## Written exercise
Extract every line starting at the line that contains "Could you please indicate the woman's face" and ending with the final line of the data, inclusive; give only those lines, word for word.

## Entries supplied
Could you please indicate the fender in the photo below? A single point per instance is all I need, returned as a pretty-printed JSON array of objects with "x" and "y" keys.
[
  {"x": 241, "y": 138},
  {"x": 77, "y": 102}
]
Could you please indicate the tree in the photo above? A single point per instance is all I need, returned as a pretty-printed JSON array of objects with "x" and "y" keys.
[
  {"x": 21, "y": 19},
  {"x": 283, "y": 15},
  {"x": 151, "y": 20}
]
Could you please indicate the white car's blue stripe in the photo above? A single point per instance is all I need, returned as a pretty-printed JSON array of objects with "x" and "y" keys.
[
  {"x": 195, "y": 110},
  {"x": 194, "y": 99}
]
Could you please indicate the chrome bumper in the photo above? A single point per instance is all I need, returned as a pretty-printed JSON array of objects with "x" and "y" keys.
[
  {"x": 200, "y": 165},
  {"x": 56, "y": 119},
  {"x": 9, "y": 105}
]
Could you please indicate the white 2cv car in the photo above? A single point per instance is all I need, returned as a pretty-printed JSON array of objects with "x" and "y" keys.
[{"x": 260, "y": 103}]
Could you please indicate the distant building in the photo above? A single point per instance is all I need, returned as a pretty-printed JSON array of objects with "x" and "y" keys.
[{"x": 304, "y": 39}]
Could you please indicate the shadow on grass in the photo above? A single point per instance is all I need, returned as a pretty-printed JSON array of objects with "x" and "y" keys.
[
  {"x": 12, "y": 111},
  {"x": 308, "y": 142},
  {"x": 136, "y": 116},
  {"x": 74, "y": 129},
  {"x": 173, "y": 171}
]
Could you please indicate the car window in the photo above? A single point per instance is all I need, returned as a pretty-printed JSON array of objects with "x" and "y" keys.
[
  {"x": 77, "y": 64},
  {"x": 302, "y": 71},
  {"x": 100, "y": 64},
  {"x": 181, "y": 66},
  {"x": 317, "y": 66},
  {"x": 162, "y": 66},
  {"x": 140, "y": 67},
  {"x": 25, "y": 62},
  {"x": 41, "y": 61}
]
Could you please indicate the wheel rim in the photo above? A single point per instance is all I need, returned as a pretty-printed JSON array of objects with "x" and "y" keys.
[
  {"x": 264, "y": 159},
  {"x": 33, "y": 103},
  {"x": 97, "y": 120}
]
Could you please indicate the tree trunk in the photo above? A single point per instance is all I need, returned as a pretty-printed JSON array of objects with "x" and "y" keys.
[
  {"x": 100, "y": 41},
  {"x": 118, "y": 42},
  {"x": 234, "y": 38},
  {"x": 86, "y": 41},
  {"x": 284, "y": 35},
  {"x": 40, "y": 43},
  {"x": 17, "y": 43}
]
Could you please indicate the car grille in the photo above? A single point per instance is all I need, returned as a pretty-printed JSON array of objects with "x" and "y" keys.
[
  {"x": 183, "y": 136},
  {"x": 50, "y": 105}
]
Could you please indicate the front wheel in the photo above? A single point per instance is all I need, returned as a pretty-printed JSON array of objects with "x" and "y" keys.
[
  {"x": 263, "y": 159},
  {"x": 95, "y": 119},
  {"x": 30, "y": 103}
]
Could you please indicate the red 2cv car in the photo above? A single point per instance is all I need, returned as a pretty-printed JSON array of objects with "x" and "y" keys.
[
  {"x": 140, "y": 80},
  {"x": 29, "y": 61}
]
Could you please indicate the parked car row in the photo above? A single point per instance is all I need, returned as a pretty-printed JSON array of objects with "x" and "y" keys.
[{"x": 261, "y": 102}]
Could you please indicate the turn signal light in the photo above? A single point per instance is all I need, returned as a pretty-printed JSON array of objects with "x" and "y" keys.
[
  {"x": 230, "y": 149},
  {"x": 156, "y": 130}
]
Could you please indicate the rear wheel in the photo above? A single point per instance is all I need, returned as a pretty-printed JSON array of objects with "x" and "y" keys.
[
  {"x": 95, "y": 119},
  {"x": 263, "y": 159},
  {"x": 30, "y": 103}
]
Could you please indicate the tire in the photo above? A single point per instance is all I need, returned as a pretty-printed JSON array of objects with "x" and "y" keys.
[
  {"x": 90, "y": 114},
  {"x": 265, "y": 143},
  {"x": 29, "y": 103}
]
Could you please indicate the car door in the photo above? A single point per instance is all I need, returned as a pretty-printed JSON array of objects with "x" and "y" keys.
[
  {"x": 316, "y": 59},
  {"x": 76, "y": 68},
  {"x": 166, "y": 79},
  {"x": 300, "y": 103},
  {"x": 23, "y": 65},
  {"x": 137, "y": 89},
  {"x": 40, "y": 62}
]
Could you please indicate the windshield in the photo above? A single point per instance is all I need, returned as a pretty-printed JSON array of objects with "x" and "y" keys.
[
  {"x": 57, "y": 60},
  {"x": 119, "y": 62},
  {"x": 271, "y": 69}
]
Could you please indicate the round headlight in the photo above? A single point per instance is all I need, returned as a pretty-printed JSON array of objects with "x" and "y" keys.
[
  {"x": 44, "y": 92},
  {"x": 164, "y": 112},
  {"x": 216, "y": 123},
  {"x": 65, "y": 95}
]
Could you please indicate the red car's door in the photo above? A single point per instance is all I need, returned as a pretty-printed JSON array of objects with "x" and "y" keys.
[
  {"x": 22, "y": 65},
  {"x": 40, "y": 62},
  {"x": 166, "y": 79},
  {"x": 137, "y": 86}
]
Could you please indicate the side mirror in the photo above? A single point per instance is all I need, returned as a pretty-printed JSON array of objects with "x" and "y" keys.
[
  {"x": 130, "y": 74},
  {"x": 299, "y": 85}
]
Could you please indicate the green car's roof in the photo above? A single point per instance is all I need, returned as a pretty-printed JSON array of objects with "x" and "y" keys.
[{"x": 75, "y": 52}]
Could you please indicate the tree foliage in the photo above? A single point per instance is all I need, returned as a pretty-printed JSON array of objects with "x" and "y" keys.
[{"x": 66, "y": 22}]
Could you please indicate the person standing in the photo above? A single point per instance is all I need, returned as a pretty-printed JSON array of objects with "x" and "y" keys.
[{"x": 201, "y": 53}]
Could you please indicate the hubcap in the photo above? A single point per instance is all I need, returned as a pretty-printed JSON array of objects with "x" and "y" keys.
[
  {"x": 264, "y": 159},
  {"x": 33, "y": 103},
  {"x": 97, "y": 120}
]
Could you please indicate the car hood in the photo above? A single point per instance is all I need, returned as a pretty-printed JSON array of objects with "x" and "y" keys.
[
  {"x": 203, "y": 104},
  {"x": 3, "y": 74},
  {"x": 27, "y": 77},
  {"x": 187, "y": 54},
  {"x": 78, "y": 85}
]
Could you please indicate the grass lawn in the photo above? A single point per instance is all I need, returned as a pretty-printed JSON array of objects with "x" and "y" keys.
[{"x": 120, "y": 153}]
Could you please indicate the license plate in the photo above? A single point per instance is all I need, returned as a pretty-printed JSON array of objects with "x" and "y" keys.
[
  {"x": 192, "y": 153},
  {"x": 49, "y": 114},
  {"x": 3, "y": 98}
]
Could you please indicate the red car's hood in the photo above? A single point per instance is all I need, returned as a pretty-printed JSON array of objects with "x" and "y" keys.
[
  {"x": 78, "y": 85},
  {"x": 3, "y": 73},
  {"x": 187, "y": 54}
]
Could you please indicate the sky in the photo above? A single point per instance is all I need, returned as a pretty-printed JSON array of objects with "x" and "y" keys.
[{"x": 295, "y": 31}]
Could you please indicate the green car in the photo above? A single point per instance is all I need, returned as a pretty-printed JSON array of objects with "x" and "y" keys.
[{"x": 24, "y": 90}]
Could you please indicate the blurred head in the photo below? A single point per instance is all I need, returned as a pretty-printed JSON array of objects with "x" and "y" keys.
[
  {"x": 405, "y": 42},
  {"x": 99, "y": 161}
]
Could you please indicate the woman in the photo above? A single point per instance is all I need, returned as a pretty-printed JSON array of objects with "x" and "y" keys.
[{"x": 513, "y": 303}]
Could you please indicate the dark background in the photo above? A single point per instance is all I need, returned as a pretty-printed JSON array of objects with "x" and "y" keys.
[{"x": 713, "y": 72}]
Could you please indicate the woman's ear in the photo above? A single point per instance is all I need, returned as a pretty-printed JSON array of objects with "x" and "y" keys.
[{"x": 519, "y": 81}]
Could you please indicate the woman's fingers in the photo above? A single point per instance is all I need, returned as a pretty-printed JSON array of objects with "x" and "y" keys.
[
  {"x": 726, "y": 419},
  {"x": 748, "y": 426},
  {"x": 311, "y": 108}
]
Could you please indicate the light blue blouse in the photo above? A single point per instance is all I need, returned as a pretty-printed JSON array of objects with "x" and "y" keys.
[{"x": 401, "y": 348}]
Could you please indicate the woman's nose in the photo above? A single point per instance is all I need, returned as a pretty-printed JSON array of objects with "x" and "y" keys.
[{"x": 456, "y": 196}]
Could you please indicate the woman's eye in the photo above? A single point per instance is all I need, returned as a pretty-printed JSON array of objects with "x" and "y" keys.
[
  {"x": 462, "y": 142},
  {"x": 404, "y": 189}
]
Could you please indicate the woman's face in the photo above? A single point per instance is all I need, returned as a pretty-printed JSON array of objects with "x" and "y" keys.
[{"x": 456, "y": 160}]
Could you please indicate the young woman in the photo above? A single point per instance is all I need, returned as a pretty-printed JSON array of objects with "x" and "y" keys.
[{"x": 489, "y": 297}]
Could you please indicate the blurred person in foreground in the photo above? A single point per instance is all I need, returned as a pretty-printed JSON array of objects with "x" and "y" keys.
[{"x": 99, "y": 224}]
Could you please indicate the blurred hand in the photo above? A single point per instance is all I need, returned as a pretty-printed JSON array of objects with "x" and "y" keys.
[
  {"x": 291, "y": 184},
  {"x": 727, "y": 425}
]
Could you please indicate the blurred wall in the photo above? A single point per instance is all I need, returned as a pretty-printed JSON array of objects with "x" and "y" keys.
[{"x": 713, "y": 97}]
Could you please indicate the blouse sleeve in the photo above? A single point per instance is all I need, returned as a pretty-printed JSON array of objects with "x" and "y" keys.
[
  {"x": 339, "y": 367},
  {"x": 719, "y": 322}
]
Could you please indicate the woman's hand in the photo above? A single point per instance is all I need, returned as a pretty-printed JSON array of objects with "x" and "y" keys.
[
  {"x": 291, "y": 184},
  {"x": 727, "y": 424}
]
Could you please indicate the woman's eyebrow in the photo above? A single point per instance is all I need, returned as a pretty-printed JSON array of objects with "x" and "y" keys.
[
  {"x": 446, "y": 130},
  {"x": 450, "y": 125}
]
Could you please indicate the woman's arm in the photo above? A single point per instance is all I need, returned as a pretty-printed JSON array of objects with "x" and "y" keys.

## Completed task
Could you please indicate the woman's face in the photo above? A single point per instance is all I need, returned as a pretty-printed JSON array of objects with "x" and "y" keys.
[{"x": 456, "y": 160}]
Could you please indicate the young woman in the photo above? A single point per instance is all I need, returned as a pretty-printed JSON array of objects with "x" and "y" keys.
[{"x": 489, "y": 297}]
Could you please indicate the blurred person in foreground in the photo above? A single point per instance is all I need, returned as a pretty-printed JSON array of objects with "x" and "y" keys.
[{"x": 99, "y": 224}]
Could you please indicate the blurred hand in the photo above? A single point per instance is all I need, returned as a pretty-printed JSON array of objects with "x" and "y" keys.
[
  {"x": 291, "y": 184},
  {"x": 727, "y": 425}
]
Could you please indicate the blurred wall in the photo above? A single point per instance is all I need, returned as a pretty-printed JSON array of objects with "x" and "y" keys.
[{"x": 713, "y": 97}]
Could you please indicate the blouse sleeve in the photo above? A single point per instance is all I need, returned as a pretty-printed JSON array of objects with "x" and "y" keys.
[
  {"x": 339, "y": 367},
  {"x": 719, "y": 322}
]
Could you please indicate the woman's hand in the photo above? A single point per instance is all I need, returned as a pretty-printed JSON array of objects with "x" and "y" keys.
[
  {"x": 291, "y": 184},
  {"x": 727, "y": 424}
]
Could you please indicate the woman's eyebrow in the photo above? A single point per instance is all I need, returned as a pretty-printed JSON array of objects with "x" and "y" keys.
[
  {"x": 446, "y": 130},
  {"x": 450, "y": 125}
]
Could you please indicate the woman's arm in the photo above? A single point per instance is all I need, returned as a pretty-printed JSON array of objects with "x" and "y" keys.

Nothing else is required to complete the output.